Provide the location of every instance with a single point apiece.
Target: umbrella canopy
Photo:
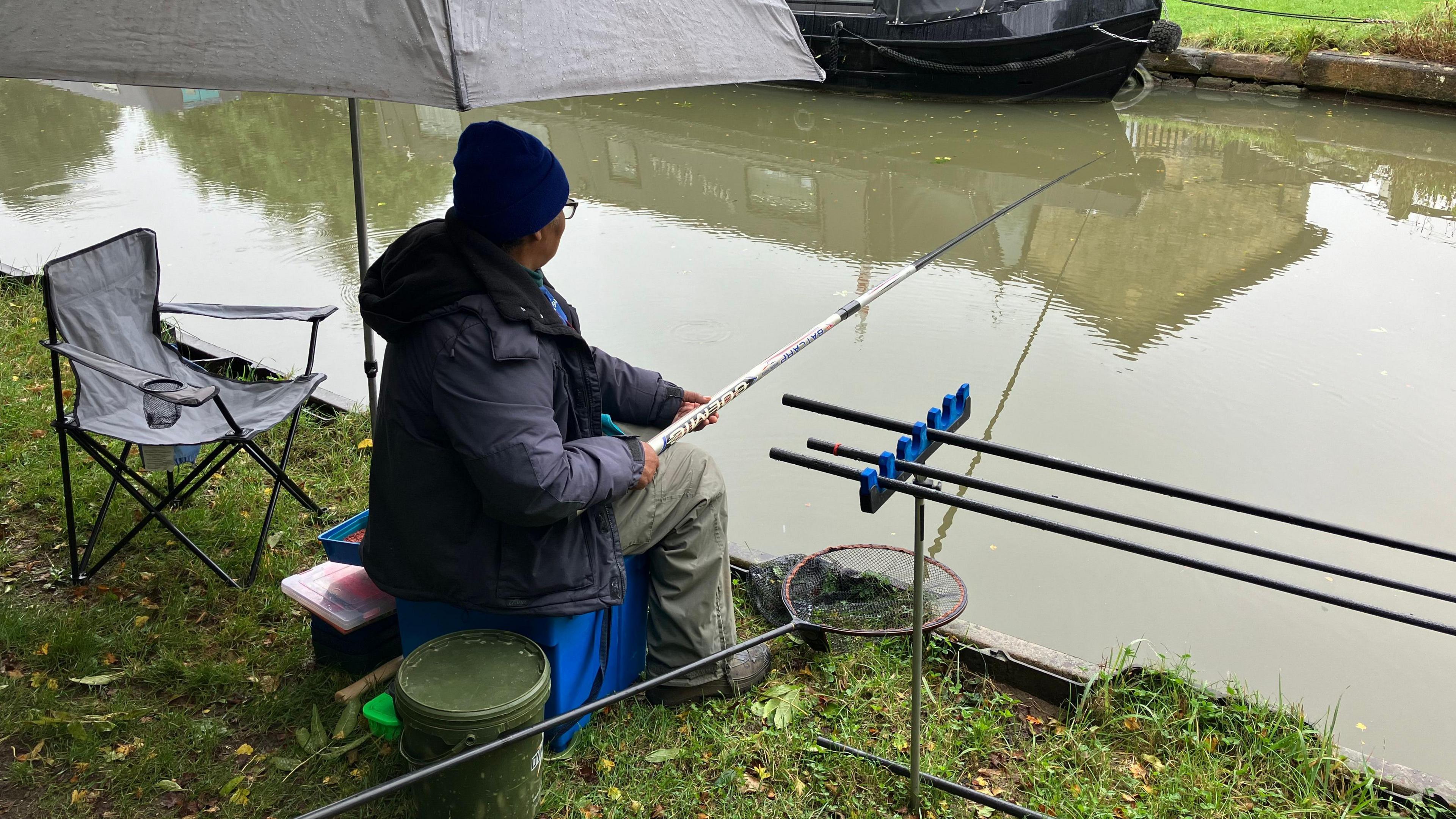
(445, 53)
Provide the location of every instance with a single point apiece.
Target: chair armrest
(129, 375)
(249, 311)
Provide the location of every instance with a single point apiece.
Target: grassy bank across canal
(1428, 30)
(156, 691)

## What you need to do
The entries are to be transcribed word for word, without their images.

## Written solution
Provide the location of every instance with a single point apiece.
Target: umbrella canopy
Photo:
(445, 53)
Provide the location of every instance with a single point apiece.
Target: chair armrest
(129, 375)
(249, 311)
Provide the location of every instance with a single point apiece.
Target: grassy bank across canal
(1428, 30)
(156, 691)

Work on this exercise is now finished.